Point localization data
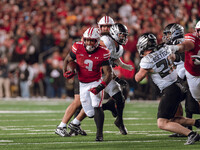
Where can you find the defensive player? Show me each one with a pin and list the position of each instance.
(191, 47)
(155, 61)
(174, 34)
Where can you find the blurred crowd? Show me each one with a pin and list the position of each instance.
(36, 35)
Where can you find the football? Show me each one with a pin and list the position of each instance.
(72, 66)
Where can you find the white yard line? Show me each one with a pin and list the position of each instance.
(89, 142)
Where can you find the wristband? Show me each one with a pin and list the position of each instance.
(104, 83)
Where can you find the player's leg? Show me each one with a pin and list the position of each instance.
(194, 86)
(191, 107)
(114, 90)
(110, 105)
(69, 112)
(76, 122)
(98, 114)
(62, 127)
(168, 105)
(179, 113)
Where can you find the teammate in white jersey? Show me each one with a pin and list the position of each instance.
(114, 41)
(155, 61)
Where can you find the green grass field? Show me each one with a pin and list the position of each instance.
(27, 125)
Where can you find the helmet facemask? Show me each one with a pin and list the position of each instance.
(91, 36)
(105, 21)
(147, 41)
(119, 33)
(173, 33)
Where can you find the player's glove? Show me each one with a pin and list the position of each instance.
(173, 48)
(100, 87)
(69, 74)
(196, 59)
(121, 81)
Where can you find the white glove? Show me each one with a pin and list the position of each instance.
(196, 59)
(173, 48)
(128, 67)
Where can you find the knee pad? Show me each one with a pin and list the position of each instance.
(90, 113)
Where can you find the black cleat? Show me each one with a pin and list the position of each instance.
(77, 129)
(177, 135)
(62, 131)
(73, 133)
(99, 138)
(192, 138)
(114, 113)
(121, 127)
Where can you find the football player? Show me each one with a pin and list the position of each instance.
(114, 41)
(173, 35)
(155, 61)
(90, 58)
(191, 47)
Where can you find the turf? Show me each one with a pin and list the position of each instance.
(28, 125)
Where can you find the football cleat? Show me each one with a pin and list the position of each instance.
(177, 135)
(62, 131)
(192, 138)
(121, 127)
(99, 138)
(77, 129)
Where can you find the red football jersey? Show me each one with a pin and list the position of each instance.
(89, 64)
(189, 64)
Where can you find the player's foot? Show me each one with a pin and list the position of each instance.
(62, 131)
(177, 135)
(77, 129)
(192, 138)
(114, 111)
(73, 133)
(99, 138)
(121, 127)
(197, 123)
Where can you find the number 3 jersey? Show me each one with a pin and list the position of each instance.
(163, 74)
(89, 63)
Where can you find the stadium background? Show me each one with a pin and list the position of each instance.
(36, 35)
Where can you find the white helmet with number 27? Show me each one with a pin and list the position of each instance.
(92, 34)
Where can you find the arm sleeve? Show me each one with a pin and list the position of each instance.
(105, 63)
(73, 56)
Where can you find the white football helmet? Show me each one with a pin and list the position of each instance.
(91, 33)
(119, 33)
(106, 20)
(197, 28)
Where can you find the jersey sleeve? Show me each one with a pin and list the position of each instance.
(145, 63)
(74, 48)
(190, 37)
(106, 57)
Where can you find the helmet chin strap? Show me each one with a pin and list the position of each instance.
(90, 48)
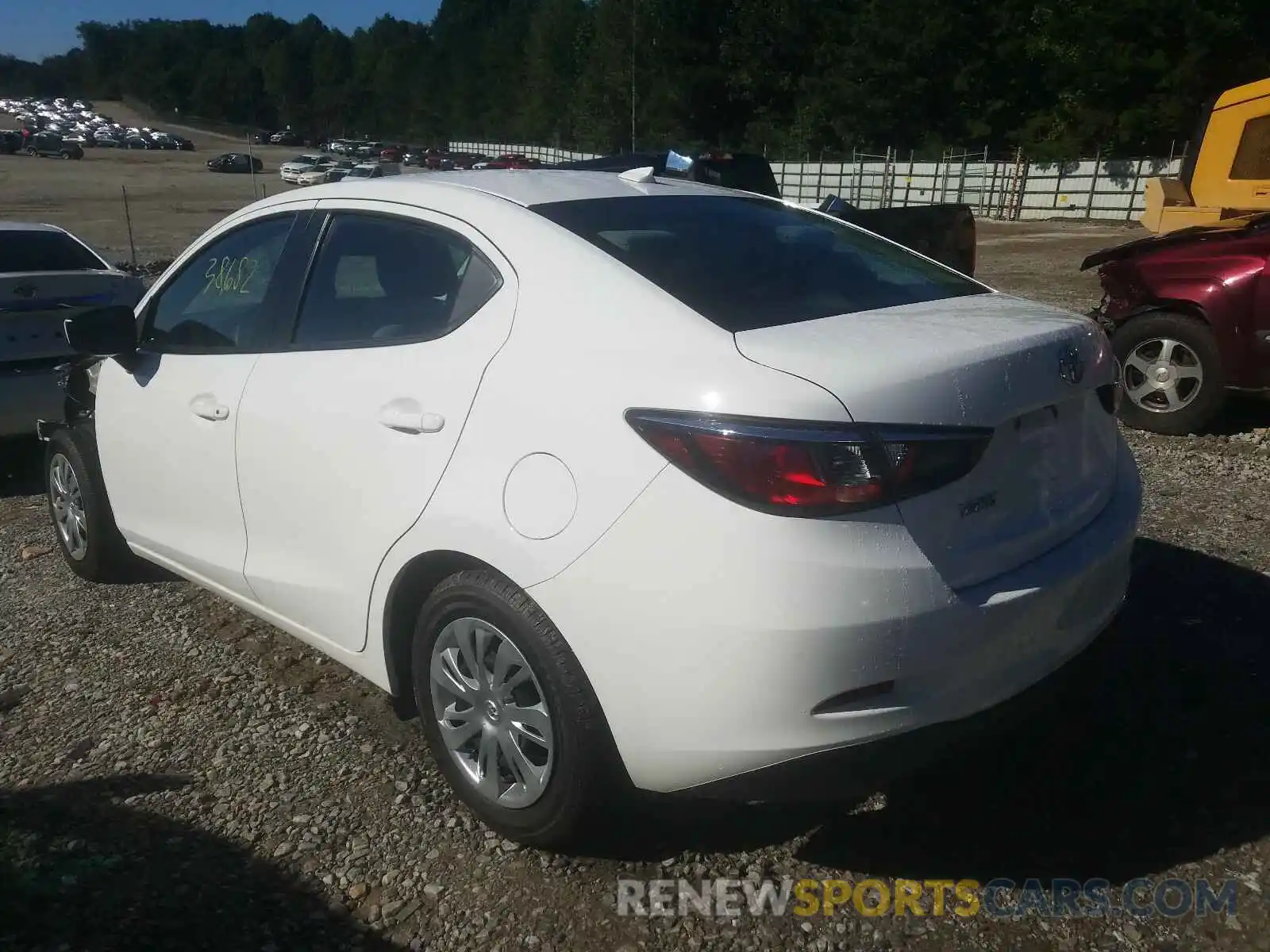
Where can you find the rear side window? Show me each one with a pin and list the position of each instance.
(44, 251)
(747, 263)
(381, 281)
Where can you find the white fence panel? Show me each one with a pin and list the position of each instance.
(1083, 188)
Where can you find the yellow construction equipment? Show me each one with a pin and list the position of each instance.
(1227, 173)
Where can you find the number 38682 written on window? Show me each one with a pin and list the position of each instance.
(229, 276)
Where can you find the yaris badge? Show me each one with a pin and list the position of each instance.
(1071, 367)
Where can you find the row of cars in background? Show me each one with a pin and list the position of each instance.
(76, 125)
(344, 159)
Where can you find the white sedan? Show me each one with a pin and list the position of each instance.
(615, 482)
(295, 168)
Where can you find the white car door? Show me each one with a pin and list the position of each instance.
(343, 436)
(165, 425)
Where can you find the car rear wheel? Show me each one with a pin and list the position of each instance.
(83, 522)
(508, 712)
(1172, 374)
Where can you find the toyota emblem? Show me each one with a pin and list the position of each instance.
(1071, 367)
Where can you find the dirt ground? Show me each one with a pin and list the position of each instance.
(173, 198)
(175, 774)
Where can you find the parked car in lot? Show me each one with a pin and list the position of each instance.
(808, 488)
(321, 175)
(46, 274)
(292, 169)
(372, 171)
(51, 145)
(510, 162)
(1189, 317)
(235, 163)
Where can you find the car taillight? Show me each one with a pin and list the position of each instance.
(793, 467)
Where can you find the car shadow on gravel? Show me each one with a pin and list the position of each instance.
(1149, 754)
(83, 869)
(1242, 413)
(21, 467)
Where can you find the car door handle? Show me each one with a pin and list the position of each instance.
(205, 405)
(406, 416)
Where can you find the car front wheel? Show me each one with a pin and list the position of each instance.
(1172, 374)
(508, 712)
(83, 522)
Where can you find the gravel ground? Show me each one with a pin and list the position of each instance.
(175, 774)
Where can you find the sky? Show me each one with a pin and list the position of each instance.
(32, 29)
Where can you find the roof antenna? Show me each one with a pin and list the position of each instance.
(645, 175)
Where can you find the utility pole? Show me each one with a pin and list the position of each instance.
(633, 76)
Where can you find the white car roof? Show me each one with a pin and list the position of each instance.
(524, 187)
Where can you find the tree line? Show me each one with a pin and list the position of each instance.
(787, 76)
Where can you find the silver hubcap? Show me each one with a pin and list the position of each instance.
(67, 507)
(1162, 374)
(492, 712)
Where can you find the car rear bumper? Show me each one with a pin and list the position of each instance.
(724, 643)
(29, 397)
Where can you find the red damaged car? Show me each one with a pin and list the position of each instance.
(1189, 317)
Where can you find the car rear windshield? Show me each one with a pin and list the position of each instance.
(746, 263)
(44, 251)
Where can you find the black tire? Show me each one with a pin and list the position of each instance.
(107, 556)
(584, 774)
(1199, 340)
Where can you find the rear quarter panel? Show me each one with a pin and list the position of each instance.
(590, 340)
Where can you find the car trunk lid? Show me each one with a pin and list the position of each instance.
(1029, 372)
(35, 305)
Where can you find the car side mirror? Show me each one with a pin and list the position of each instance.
(103, 332)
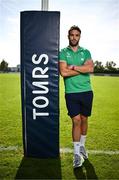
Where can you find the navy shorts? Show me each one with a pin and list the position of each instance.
(79, 103)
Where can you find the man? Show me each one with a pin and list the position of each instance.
(75, 67)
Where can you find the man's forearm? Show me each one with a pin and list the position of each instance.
(84, 69)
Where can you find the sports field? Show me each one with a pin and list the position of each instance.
(102, 141)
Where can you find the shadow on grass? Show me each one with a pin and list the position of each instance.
(87, 171)
(32, 168)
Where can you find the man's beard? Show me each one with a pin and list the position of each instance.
(73, 43)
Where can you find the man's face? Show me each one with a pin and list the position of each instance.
(74, 38)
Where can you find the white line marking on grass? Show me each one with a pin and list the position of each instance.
(69, 150)
(64, 150)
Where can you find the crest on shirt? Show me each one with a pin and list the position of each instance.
(82, 56)
(68, 55)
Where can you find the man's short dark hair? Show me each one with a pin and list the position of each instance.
(74, 28)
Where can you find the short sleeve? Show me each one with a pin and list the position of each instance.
(62, 55)
(87, 55)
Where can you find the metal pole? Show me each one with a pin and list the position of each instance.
(44, 5)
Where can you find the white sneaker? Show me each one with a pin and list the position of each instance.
(78, 161)
(83, 152)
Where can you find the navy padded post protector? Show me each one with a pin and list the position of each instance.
(40, 83)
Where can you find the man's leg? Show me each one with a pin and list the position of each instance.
(84, 128)
(76, 128)
(76, 134)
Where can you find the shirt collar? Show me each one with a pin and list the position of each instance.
(78, 50)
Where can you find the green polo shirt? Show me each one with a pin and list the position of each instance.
(81, 82)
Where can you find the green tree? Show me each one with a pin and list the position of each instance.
(3, 66)
(98, 66)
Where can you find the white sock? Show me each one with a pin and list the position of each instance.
(82, 140)
(76, 147)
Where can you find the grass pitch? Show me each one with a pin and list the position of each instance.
(103, 134)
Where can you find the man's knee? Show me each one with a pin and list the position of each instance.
(83, 118)
(76, 120)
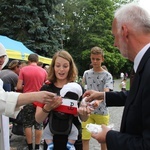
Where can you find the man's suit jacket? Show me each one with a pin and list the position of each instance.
(135, 126)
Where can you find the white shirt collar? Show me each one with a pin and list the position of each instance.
(139, 56)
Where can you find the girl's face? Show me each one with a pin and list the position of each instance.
(61, 68)
(96, 60)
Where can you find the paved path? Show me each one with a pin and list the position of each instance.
(115, 118)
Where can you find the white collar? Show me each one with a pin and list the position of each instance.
(139, 56)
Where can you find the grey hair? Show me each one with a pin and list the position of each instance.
(135, 16)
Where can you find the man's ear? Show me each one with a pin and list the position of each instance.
(124, 32)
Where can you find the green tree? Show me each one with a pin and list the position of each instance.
(33, 22)
(90, 25)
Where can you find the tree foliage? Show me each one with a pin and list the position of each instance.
(90, 25)
(33, 22)
(46, 26)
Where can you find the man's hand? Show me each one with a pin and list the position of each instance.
(101, 136)
(93, 95)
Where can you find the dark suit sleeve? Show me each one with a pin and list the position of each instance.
(135, 126)
(116, 98)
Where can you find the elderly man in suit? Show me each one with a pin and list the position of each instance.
(131, 31)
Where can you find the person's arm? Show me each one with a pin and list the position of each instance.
(20, 85)
(40, 96)
(92, 95)
(42, 112)
(10, 102)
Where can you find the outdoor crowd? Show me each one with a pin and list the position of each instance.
(60, 109)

* _The task_
An exact copy of the lines from the one holding "Where can you find the man's ear?" through the end of the data is the whole answer.

* _Output_
Where can you find the man's ear? Show me each one with a pin and list the position of each instance.
(124, 32)
Where can you find the green tree? Show me each one with a pin and list the position of each instance.
(33, 22)
(90, 25)
Where can you find the tree foliage? Show me each one with a pin and list the position of each instance.
(90, 25)
(33, 22)
(46, 26)
Where can you find the man's hand? Show me each one with a pin and list the position of each instance.
(101, 136)
(93, 95)
Where can you find the dark suit sleeve? Show me each one with a pin and list the position of each instance.
(135, 126)
(116, 98)
Where can you find the elderly man in suit? Show me each one with a pin and list the position of each instance.
(131, 31)
Where can you find the person's arm? Show me each one with a pin and list the position of each instance.
(20, 85)
(40, 96)
(92, 95)
(42, 112)
(10, 102)
Where can you find the outdoor crowd? Show me each one with a pin and list the position of each instance.
(60, 109)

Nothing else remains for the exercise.